**Extracted text:**

--*--

OPINION: Formula 1 is heading to a reconciling moment with this weekend’s Australian Grand Prix – the first since 2019 and two years on from the awful saga of the aborted 2020 race. It should be a moment of celebration and recognition for the championship’s supporters

It’s been two long years. We’ve all been through so much with the COVID-19 pandemic, it hardly seems helpful to mention it again. But we know just how tough it was, still is for some, and how much people yearned for escapism. That has always been a part of motorsport’s DNA, with Formula 1, as its top echelon, the most visible and valuable global series.

And all of that is worth considering when looking back to March 2020 and the last time an Australian Grand Prix was about to be staged. Then, the pandemic was just unfurling, with a hoped-for expectation it wouldn’t be as bad as it tragically became.

Melbourne’s Albert Park track was gearing up to celebrate its 25th race and in 2022 is now finally doing so once again – home hero Daniel Ricciardo having swapped a yellow-and-black Renault race suit for McLaren orange in the meantime.

--*--

**Material shown:**
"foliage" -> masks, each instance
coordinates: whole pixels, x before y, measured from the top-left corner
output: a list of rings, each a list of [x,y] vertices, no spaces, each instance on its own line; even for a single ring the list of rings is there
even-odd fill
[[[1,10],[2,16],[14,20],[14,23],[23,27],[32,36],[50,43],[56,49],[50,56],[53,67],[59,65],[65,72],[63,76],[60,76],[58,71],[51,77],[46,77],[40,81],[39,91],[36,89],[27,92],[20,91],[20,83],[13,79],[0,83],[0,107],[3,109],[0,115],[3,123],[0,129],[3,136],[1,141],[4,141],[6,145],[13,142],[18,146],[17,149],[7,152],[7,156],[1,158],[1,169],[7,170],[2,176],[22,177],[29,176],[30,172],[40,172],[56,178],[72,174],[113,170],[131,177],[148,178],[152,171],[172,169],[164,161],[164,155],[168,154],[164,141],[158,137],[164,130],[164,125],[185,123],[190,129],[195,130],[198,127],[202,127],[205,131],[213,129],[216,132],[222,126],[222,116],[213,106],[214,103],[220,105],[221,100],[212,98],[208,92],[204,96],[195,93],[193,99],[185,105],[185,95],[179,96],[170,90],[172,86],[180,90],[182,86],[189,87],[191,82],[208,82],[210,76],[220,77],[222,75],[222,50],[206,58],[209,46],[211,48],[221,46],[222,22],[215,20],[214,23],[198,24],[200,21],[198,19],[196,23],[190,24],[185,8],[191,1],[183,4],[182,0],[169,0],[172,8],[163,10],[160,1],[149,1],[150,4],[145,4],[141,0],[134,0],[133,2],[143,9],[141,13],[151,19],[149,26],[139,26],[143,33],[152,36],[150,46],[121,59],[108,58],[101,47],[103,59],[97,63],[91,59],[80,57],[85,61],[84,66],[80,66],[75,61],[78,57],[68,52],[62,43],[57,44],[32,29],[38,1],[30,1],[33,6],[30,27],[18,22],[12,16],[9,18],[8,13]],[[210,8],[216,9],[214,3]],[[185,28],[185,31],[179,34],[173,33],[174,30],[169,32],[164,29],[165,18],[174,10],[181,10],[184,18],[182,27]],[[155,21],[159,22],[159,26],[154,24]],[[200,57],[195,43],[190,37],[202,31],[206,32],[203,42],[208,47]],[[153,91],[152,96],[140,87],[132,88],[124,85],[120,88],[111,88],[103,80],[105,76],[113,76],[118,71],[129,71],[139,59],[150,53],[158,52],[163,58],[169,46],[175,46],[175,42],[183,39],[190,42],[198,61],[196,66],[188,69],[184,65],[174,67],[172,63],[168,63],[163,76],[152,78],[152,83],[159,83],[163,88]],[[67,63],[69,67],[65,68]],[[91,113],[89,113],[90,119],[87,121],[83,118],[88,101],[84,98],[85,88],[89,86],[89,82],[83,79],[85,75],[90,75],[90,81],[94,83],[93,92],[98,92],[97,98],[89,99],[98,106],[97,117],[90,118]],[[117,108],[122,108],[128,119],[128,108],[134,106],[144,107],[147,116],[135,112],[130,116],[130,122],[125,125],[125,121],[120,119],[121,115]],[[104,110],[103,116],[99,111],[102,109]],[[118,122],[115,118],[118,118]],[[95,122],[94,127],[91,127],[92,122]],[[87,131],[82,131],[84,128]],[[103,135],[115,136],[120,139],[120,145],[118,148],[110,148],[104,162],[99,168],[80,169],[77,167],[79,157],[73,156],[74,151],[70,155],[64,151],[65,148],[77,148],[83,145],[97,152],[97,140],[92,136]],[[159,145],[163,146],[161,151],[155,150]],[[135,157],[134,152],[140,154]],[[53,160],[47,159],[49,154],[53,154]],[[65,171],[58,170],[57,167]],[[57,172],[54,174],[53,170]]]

--*--

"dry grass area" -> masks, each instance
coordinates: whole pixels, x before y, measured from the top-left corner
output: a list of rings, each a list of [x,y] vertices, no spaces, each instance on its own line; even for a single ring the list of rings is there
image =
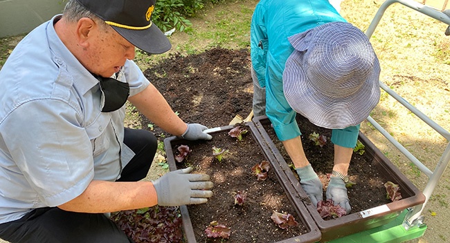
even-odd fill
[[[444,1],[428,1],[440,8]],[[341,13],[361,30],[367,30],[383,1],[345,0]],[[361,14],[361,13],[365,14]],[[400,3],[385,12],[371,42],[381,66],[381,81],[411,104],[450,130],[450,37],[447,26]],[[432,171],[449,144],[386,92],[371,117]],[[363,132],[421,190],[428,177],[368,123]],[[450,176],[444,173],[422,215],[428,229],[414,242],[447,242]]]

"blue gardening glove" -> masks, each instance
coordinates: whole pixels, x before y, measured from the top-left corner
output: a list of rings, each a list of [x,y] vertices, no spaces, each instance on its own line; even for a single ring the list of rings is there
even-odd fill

--*--

**Work to complete:** Reproduce the full opinion piece about the Australian Grand Prix word for word.

**Expected answer:**
OPINION: Formula 1 is heading to a reconciling moment with this weekend’s Australian Grand Prix – the first since 2019 and two years on from the awful saga of the aborted 2020 race. It should be a moment of celebration and recognition for the championship’s supporters

It’s been two long years. We’ve all been through so much with the COVID-19 pandemic, it hardly seems helpful to mention it again. But we know just how tough it was, still is for some, and how much people yearned for escapism. That has always been a part of motorsport’s DNA, with Formula 1, as its top echelon, the most visible and valuable global series.

And all of that is worth considering when looking back to March 2020 and the last time an Australian Grand Prix was about to be staged. Then, the pandemic was just unfurling, with a hoped-for expectation it wouldn’t be as bad as it tragically became.

Melbourne’s Albert Park track was gearing up to celebrate its 25th race and in 2022 is now finally doing so once again – home hero Daniel Ricciardo having swapped a yellow-and-black Renault race suit for McLaren orange in the meantime.